::: Entries :::
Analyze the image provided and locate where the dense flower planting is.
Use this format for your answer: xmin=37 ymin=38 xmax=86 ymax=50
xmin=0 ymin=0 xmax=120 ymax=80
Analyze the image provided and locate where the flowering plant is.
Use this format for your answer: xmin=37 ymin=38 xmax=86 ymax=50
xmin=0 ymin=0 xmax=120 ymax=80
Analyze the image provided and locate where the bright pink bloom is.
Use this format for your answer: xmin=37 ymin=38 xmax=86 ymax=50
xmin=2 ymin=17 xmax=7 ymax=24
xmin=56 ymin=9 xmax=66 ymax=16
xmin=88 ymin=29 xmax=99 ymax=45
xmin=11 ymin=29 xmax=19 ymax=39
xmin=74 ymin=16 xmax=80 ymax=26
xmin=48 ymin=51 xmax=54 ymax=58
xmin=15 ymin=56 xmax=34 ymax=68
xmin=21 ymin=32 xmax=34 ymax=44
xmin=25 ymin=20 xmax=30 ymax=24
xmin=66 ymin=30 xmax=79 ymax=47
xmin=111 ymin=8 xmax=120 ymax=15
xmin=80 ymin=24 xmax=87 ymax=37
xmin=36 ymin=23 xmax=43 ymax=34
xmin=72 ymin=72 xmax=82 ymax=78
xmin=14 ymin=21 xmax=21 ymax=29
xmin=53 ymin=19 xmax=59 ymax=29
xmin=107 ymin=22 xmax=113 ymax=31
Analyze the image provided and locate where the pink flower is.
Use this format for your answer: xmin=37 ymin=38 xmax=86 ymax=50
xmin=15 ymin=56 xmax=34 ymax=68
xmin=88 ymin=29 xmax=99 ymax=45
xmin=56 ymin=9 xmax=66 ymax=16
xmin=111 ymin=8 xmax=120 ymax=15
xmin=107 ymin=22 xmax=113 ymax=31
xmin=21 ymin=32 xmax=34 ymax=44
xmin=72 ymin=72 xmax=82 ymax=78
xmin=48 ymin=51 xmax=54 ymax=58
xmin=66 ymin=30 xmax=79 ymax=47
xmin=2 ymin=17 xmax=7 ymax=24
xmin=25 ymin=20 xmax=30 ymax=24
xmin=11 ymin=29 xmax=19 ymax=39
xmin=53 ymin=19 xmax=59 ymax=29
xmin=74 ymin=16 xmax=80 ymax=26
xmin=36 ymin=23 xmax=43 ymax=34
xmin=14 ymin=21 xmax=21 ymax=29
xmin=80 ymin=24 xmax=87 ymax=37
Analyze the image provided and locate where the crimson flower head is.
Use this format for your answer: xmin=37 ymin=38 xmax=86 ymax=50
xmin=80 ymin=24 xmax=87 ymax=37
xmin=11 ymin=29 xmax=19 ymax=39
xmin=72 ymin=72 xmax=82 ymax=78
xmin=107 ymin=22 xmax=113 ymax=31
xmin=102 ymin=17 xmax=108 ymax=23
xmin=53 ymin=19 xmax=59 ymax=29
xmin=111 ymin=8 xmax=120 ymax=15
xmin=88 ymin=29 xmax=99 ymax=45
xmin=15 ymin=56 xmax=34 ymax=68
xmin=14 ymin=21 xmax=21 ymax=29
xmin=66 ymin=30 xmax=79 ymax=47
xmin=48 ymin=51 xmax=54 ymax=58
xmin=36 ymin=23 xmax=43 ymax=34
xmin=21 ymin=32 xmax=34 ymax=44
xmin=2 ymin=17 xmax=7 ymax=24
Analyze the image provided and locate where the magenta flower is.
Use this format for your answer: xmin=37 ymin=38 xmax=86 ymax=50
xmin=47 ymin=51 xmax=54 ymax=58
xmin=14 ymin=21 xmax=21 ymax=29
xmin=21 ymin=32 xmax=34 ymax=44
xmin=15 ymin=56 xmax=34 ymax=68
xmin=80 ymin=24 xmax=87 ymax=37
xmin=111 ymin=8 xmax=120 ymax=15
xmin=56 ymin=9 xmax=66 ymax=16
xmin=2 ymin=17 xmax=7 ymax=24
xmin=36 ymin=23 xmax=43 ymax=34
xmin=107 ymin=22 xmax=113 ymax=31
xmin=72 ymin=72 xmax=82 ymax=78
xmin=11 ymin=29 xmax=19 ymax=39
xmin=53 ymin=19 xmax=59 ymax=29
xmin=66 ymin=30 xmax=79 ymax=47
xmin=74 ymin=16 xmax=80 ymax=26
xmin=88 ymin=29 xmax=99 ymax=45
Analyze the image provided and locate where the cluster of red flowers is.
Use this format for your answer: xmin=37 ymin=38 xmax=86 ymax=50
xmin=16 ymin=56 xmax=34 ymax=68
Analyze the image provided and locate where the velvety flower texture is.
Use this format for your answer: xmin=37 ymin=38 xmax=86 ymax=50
:::
§ Goal of the exercise
Write out every line of the items above as a numbered list, leaving out any blank lines.

§ The reply
1. Analyze the image provided and locate where the dense flower planting is.
2. Use this format for your answer: xmin=37 ymin=38 xmax=86 ymax=50
3. xmin=0 ymin=0 xmax=120 ymax=80
4. Analyze the image provided and locate where the flowering plant is.
5. Use this format for your answer: xmin=37 ymin=38 xmax=86 ymax=50
6. xmin=0 ymin=0 xmax=120 ymax=80
7. Analyze the image provided and locate where the bright pink bloom is.
8. Use this format for your answer: xmin=37 ymin=38 xmax=86 ymax=50
9. xmin=2 ymin=17 xmax=7 ymax=24
10. xmin=56 ymin=9 xmax=66 ymax=16
11. xmin=88 ymin=29 xmax=99 ymax=45
12. xmin=11 ymin=29 xmax=19 ymax=39
13. xmin=74 ymin=16 xmax=80 ymax=26
14. xmin=48 ymin=51 xmax=54 ymax=58
15. xmin=15 ymin=56 xmax=34 ymax=68
16. xmin=21 ymin=32 xmax=34 ymax=44
17. xmin=25 ymin=20 xmax=30 ymax=24
18. xmin=66 ymin=30 xmax=79 ymax=47
19. xmin=111 ymin=8 xmax=120 ymax=15
20. xmin=80 ymin=24 xmax=87 ymax=37
21. xmin=36 ymin=23 xmax=43 ymax=34
22. xmin=72 ymin=72 xmax=82 ymax=78
23. xmin=14 ymin=21 xmax=21 ymax=29
24. xmin=53 ymin=19 xmax=59 ymax=29
25. xmin=107 ymin=22 xmax=113 ymax=31
26. Analyze the image provided and locate where the pink flower is.
27. Use this format for your answer: xmin=37 ymin=38 xmax=86 ymax=50
28. xmin=15 ymin=56 xmax=34 ymax=68
29. xmin=88 ymin=29 xmax=99 ymax=45
30. xmin=56 ymin=9 xmax=66 ymax=16
31. xmin=111 ymin=8 xmax=120 ymax=15
32. xmin=107 ymin=22 xmax=113 ymax=31
33. xmin=21 ymin=32 xmax=34 ymax=44
34. xmin=72 ymin=72 xmax=82 ymax=78
35. xmin=48 ymin=51 xmax=54 ymax=58
36. xmin=66 ymin=30 xmax=79 ymax=47
37. xmin=2 ymin=17 xmax=7 ymax=24
38. xmin=25 ymin=20 xmax=30 ymax=24
39. xmin=11 ymin=29 xmax=19 ymax=39
40. xmin=53 ymin=19 xmax=59 ymax=29
41. xmin=74 ymin=16 xmax=80 ymax=26
42. xmin=36 ymin=23 xmax=43 ymax=34
43. xmin=14 ymin=21 xmax=21 ymax=29
44. xmin=80 ymin=24 xmax=87 ymax=37
45. Analyze the image provided and locate where the crimson flower head is.
46. Use this format for your answer: xmin=37 ymin=38 xmax=86 ymax=50
47. xmin=80 ymin=24 xmax=87 ymax=37
48. xmin=11 ymin=29 xmax=19 ymax=39
49. xmin=72 ymin=72 xmax=82 ymax=78
50. xmin=107 ymin=22 xmax=113 ymax=31
51. xmin=102 ymin=17 xmax=108 ymax=23
52. xmin=53 ymin=19 xmax=59 ymax=29
53. xmin=111 ymin=8 xmax=120 ymax=15
54. xmin=88 ymin=29 xmax=99 ymax=45
55. xmin=15 ymin=56 xmax=34 ymax=68
56. xmin=14 ymin=21 xmax=21 ymax=29
57. xmin=66 ymin=30 xmax=79 ymax=47
58. xmin=48 ymin=51 xmax=54 ymax=58
59. xmin=36 ymin=23 xmax=43 ymax=34
60. xmin=21 ymin=32 xmax=34 ymax=44
61. xmin=2 ymin=17 xmax=7 ymax=24
62. Analyze the image provided and locate where the magenta flower is.
63. Use this format for your answer: xmin=37 ymin=38 xmax=86 ymax=50
64. xmin=47 ymin=51 xmax=54 ymax=58
65. xmin=14 ymin=21 xmax=21 ymax=29
66. xmin=21 ymin=32 xmax=34 ymax=44
67. xmin=15 ymin=56 xmax=34 ymax=68
68. xmin=80 ymin=24 xmax=87 ymax=37
69. xmin=111 ymin=8 xmax=120 ymax=15
70. xmin=56 ymin=9 xmax=66 ymax=16
71. xmin=2 ymin=17 xmax=7 ymax=24
72. xmin=36 ymin=23 xmax=43 ymax=34
73. xmin=107 ymin=22 xmax=113 ymax=31
74. xmin=72 ymin=72 xmax=82 ymax=78
75. xmin=11 ymin=29 xmax=19 ymax=39
76. xmin=53 ymin=19 xmax=59 ymax=29
77. xmin=66 ymin=30 xmax=79 ymax=47
78. xmin=74 ymin=16 xmax=80 ymax=26
79. xmin=88 ymin=29 xmax=99 ymax=45
80. Analyze the image provided and locate where the cluster of red flowers is.
81. Use this format for your answer: xmin=37 ymin=38 xmax=86 ymax=50
82. xmin=16 ymin=56 xmax=34 ymax=68
83. Analyze the image provided and locate where the velvety flower texture is.
84. Use this format for your answer: xmin=37 ymin=38 xmax=86 ymax=50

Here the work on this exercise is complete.